_Work required_: Please output the lines shown below exactly as they appear.

_Input_:
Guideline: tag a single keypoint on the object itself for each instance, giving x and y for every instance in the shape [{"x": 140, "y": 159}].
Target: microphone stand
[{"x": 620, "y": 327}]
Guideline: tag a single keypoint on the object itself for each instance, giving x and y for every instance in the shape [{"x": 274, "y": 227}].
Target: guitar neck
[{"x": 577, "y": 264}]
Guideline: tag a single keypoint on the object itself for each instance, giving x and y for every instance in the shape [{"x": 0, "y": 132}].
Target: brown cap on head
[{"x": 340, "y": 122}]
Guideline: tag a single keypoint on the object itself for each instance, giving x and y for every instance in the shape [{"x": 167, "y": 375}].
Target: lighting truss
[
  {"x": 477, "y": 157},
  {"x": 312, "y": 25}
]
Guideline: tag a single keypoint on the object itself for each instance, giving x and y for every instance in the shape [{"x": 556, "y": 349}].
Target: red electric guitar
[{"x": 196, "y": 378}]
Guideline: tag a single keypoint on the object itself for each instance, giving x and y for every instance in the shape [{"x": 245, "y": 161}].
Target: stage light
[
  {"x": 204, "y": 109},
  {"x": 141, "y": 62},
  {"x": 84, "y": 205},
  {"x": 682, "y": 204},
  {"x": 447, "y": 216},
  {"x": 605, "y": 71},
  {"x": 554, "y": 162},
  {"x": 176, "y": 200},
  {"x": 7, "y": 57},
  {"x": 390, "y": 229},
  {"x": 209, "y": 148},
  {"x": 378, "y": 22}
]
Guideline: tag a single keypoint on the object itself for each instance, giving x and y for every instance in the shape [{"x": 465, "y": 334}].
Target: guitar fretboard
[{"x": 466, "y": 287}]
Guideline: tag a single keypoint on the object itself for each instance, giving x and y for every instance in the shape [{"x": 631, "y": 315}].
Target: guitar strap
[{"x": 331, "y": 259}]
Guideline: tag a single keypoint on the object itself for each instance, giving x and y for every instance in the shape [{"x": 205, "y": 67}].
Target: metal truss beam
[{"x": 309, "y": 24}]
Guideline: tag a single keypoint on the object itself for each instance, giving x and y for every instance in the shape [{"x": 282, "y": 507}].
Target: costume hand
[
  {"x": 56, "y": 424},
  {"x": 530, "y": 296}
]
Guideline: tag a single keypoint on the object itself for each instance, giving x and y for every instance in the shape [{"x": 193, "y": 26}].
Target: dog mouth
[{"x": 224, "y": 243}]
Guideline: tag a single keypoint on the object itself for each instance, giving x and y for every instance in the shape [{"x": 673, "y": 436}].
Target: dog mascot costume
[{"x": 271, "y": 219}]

_Full output_:
Guideline: tag a single keypoint on the object itself for each instance, giving x and y for every instance in the shape [{"x": 140, "y": 159}].
Target: microphone stand
[{"x": 620, "y": 327}]
Guideline: tag a single keypoint on the object itself for each instance, giving x and y for every instance in the shape [{"x": 274, "y": 227}].
Target: guitar neck
[{"x": 577, "y": 264}]
Guideline: tag a single keypoint on the object itself for each instance, giving x and y for every instance in the shape [{"x": 0, "y": 132}].
Target: brown cap on head
[{"x": 340, "y": 122}]
Guideline: tag a single keypoint on the object itself for each instance, giving x and y for every instance in the shape [{"x": 167, "y": 375}].
Target: lighting truss
[
  {"x": 477, "y": 157},
  {"x": 312, "y": 25}
]
Guideline: tag a single keypoint on the object itself for each instance, giving x and y for every instance in the shape [{"x": 556, "y": 349}].
Target: red electric guitar
[{"x": 196, "y": 378}]
Guideline: tag a single keypoint on the object itself for each instance, giving x and y for every instance in the shape [{"x": 245, "y": 161}].
Target: stage light
[
  {"x": 204, "y": 109},
  {"x": 141, "y": 62},
  {"x": 84, "y": 205},
  {"x": 682, "y": 204},
  {"x": 447, "y": 216},
  {"x": 605, "y": 71},
  {"x": 554, "y": 162},
  {"x": 176, "y": 200},
  {"x": 7, "y": 57},
  {"x": 390, "y": 229},
  {"x": 209, "y": 148},
  {"x": 378, "y": 22}
]
Guideline: tag a single keypoint on the object itself for each instance, giving x and y for every instance in the shape [{"x": 465, "y": 334}].
Target: guitar fretboard
[{"x": 466, "y": 287}]
Guideline: tag a single keypoint on the object itself for each instance, giving x and y for every instance in the shape [{"x": 631, "y": 315}].
Target: guitar strap
[{"x": 331, "y": 259}]
Guideline: tag a single keypoint on the object itself for each instance, giving x and y for every instance in the shape [{"x": 205, "y": 67}].
Target: metal truss beam
[{"x": 309, "y": 24}]
Guideline: tag a single keypoint on the object itself for each instance, giving x and y for every instance in the shape [{"x": 282, "y": 507}].
Target: costume hand
[
  {"x": 56, "y": 424},
  {"x": 530, "y": 296}
]
Guideline: tag a single keypoint on the object itself for each instance, giving x and y for every instance in the shape [{"x": 193, "y": 26}].
Target: dog mouth
[{"x": 224, "y": 243}]
Guideline: tag a single keypoint on the object itself for each instance, giving x and y for every instance in the shape [{"x": 673, "y": 436}].
Target: dog mascot costume
[{"x": 271, "y": 219}]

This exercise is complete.